■ RECORDED DATA
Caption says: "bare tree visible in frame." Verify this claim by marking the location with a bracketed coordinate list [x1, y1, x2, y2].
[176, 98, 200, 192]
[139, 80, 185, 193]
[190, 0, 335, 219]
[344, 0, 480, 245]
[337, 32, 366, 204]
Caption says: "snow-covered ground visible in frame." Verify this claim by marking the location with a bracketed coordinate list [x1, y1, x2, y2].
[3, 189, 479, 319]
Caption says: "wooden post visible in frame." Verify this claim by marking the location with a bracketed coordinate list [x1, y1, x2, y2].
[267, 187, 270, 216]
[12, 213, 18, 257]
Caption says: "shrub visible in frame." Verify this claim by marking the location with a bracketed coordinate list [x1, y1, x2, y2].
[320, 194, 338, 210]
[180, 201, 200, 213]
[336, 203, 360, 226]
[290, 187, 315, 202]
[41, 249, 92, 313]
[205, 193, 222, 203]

■ WHAT IS EXPECTED
Format every line of the rows above as a Markdown table with two columns, Line and Text, giving each line's number and its words, and skip any blank lines.

■ REPLY
| Line | Text |
|---|---|
| 1 | Caption says: "bare tree visible in frame." Verify this claim by marking the location with a bracketed coordinate list [x1, y1, x2, y2]. |
| 2 | [176, 98, 200, 192] |
| 3 | [139, 80, 185, 193] |
| 4 | [190, 0, 335, 219] |
| 5 | [344, 0, 480, 245] |
| 6 | [337, 32, 366, 204] |
| 7 | Caption says: "snow-covered ground visible in frame." Verify this claim by marking the location with a bracketed coordinate list [x1, y1, x2, y2]. |
| 8 | [3, 189, 479, 319] |
| 9 | Caption says: "wooden post visible in frame." Verify this claim by marking the location with a bracketed coordinate list [x1, y1, x2, y2]. |
| 10 | [267, 187, 270, 216] |
| 11 | [12, 213, 18, 257] |
| 12 | Caption says: "shrub visible in frame." Verify this claim by marking the location with a bracketed coordinate list [x1, y1, x2, y2]. |
| 13 | [320, 194, 338, 210] |
| 14 | [180, 201, 200, 213] |
| 15 | [336, 203, 360, 226] |
| 16 | [290, 187, 315, 202] |
| 17 | [41, 249, 92, 313] |
| 18 | [205, 193, 222, 203] |